**Short task**
Rescale the items from the line containing "Per the specification, this detector localizes the long" through the end of the items, inclusive, giving every line again with the requests included. Multiply each pixel coordinate in the answers by 0.55 and round to whole numbers with halves rounded up, leave the requests and their sample boxes unchanged, and omit the pictures.

::: Input material

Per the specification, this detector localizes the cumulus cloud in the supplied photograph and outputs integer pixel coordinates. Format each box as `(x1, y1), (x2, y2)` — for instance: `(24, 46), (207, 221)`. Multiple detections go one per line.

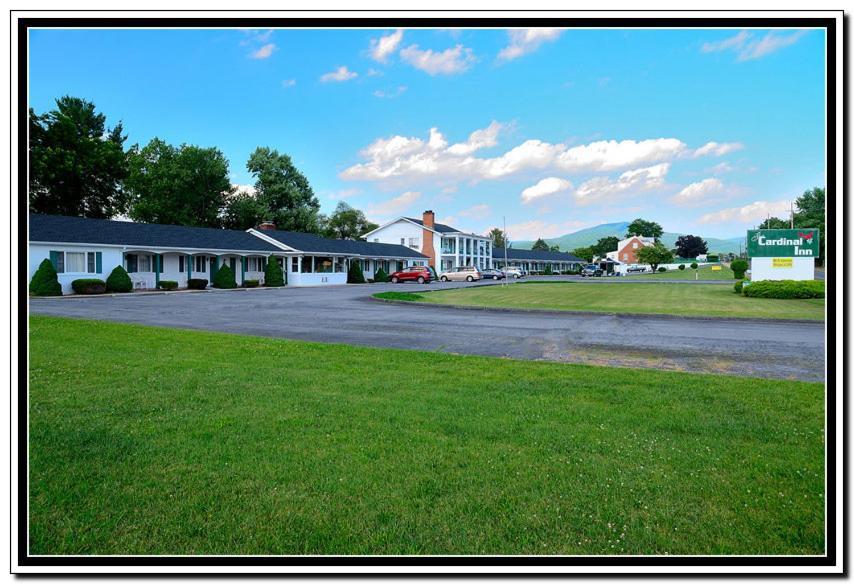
(575, 162), (670, 205)
(670, 178), (724, 205)
(522, 177), (572, 205)
(697, 201), (791, 224)
(700, 30), (807, 61)
(249, 43), (276, 59)
(367, 191), (421, 217)
(320, 65), (359, 83)
(498, 28), (563, 61)
(400, 45), (475, 76)
(692, 142), (744, 158)
(369, 29), (403, 63)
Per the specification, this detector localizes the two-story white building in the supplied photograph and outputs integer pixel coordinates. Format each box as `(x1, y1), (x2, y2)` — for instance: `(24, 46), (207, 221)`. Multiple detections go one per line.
(362, 211), (492, 272)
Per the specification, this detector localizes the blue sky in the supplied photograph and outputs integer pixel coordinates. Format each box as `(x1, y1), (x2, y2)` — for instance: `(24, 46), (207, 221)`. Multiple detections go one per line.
(29, 29), (826, 240)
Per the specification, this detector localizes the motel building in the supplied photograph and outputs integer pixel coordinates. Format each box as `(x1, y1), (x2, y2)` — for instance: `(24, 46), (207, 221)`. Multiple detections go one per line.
(362, 211), (493, 274)
(27, 213), (428, 294)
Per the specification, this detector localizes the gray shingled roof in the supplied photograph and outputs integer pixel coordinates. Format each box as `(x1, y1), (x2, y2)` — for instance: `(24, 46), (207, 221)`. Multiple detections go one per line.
(30, 213), (278, 252)
(254, 229), (427, 259)
(492, 247), (587, 264)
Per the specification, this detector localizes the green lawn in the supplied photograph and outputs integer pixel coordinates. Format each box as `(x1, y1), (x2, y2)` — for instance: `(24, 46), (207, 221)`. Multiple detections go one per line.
(29, 317), (824, 554)
(402, 282), (824, 320)
(626, 264), (735, 284)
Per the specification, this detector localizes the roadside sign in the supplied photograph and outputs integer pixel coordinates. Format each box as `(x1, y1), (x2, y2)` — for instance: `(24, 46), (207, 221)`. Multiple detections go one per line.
(747, 229), (819, 258)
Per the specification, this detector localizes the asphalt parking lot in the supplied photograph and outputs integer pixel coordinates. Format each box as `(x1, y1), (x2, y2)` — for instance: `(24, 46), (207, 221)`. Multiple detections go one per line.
(30, 277), (824, 381)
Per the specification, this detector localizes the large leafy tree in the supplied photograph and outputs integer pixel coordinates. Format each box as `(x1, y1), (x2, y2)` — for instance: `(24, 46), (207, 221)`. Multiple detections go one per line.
(489, 227), (507, 247)
(676, 235), (709, 258)
(29, 96), (127, 218)
(637, 242), (673, 272)
(531, 237), (551, 251)
(320, 201), (379, 239)
(252, 147), (320, 233)
(626, 219), (664, 241)
(125, 138), (232, 227)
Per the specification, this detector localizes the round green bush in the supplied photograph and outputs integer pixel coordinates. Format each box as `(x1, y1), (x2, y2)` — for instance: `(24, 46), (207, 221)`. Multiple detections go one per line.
(729, 259), (749, 280)
(213, 264), (237, 290)
(30, 259), (62, 296)
(71, 278), (107, 294)
(107, 266), (133, 293)
(264, 256), (285, 287)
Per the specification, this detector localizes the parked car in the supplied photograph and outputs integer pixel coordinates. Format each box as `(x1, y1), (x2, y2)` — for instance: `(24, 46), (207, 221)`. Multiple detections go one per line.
(439, 266), (480, 282)
(581, 264), (604, 278)
(390, 266), (433, 284)
(480, 268), (506, 280)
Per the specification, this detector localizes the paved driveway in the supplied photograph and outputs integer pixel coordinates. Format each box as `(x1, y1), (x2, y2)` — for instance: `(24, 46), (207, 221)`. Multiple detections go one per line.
(30, 283), (824, 381)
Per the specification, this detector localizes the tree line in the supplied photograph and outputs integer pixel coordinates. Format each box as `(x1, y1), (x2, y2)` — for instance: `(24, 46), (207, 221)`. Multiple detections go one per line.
(28, 96), (377, 239)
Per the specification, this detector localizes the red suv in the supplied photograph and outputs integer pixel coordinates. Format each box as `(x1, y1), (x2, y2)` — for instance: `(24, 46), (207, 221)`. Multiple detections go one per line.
(391, 266), (432, 284)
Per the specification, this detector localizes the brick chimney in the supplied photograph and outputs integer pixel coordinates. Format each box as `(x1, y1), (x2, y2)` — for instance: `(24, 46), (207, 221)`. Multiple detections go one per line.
(421, 210), (436, 268)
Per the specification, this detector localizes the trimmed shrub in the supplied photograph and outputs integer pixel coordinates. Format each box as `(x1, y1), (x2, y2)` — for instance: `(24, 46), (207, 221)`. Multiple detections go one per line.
(30, 259), (62, 296)
(71, 278), (107, 294)
(264, 256), (285, 288)
(347, 260), (365, 284)
(107, 266), (133, 293)
(729, 259), (749, 280)
(213, 264), (237, 290)
(374, 268), (388, 282)
(742, 280), (824, 299)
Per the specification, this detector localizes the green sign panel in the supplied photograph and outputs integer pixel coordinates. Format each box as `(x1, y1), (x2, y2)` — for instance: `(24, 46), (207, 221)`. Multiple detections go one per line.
(747, 229), (819, 258)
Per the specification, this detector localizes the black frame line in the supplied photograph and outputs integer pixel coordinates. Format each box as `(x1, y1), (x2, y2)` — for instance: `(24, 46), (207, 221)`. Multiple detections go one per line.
(9, 10), (848, 577)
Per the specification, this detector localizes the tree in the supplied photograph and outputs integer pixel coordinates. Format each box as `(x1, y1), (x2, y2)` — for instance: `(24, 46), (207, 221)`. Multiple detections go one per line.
(676, 235), (709, 258)
(637, 242), (673, 272)
(222, 191), (267, 231)
(125, 138), (232, 227)
(30, 259), (62, 296)
(489, 227), (507, 248)
(320, 201), (379, 240)
(531, 237), (549, 251)
(29, 96), (127, 219)
(626, 219), (664, 241)
(264, 256), (285, 288)
(252, 147), (320, 233)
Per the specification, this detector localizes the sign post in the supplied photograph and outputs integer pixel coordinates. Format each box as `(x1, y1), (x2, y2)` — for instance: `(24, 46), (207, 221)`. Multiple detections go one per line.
(747, 229), (820, 282)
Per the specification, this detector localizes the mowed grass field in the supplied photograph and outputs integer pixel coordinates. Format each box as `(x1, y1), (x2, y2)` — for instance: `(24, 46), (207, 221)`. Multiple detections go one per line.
(29, 317), (824, 554)
(404, 282), (824, 320)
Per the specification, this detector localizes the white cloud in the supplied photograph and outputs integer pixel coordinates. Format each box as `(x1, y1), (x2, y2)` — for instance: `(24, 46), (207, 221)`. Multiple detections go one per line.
(320, 65), (359, 83)
(692, 142), (744, 158)
(366, 191), (421, 217)
(522, 177), (572, 205)
(249, 43), (276, 59)
(575, 162), (670, 205)
(670, 178), (724, 205)
(700, 30), (807, 61)
(370, 29), (403, 63)
(697, 201), (791, 224)
(374, 85), (407, 99)
(498, 28), (563, 61)
(400, 45), (475, 76)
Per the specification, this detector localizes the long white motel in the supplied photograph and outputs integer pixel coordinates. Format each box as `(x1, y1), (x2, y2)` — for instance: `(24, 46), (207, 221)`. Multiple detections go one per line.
(28, 212), (583, 294)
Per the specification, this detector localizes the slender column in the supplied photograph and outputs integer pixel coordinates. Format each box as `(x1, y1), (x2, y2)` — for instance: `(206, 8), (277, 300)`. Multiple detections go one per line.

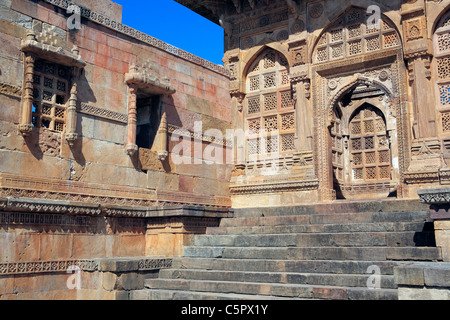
(19, 52), (36, 137)
(158, 111), (169, 161)
(66, 67), (79, 147)
(126, 84), (138, 156)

::::::

**Solution**
Per the specification, this detector localizes the long white motel in the supplied photograph and outputs integer pixel coordinates. Format each box as `(x1, y1), (x2, y2)` — for instance: `(24, 46), (207, 221)`. Multiple detections go one per line.
(15, 117), (321, 162)
Per the specification, this detector localizes the slender column in the supplied photograph and outputs integer pixel coordinates. Format each box as `(x1, y1), (x2, y2)` — for instance: `(206, 8), (277, 300)`. Multiple detections go one per line.

(10, 29), (20, 75)
(87, 61), (93, 89)
(36, 37), (43, 81)
(69, 46), (76, 86)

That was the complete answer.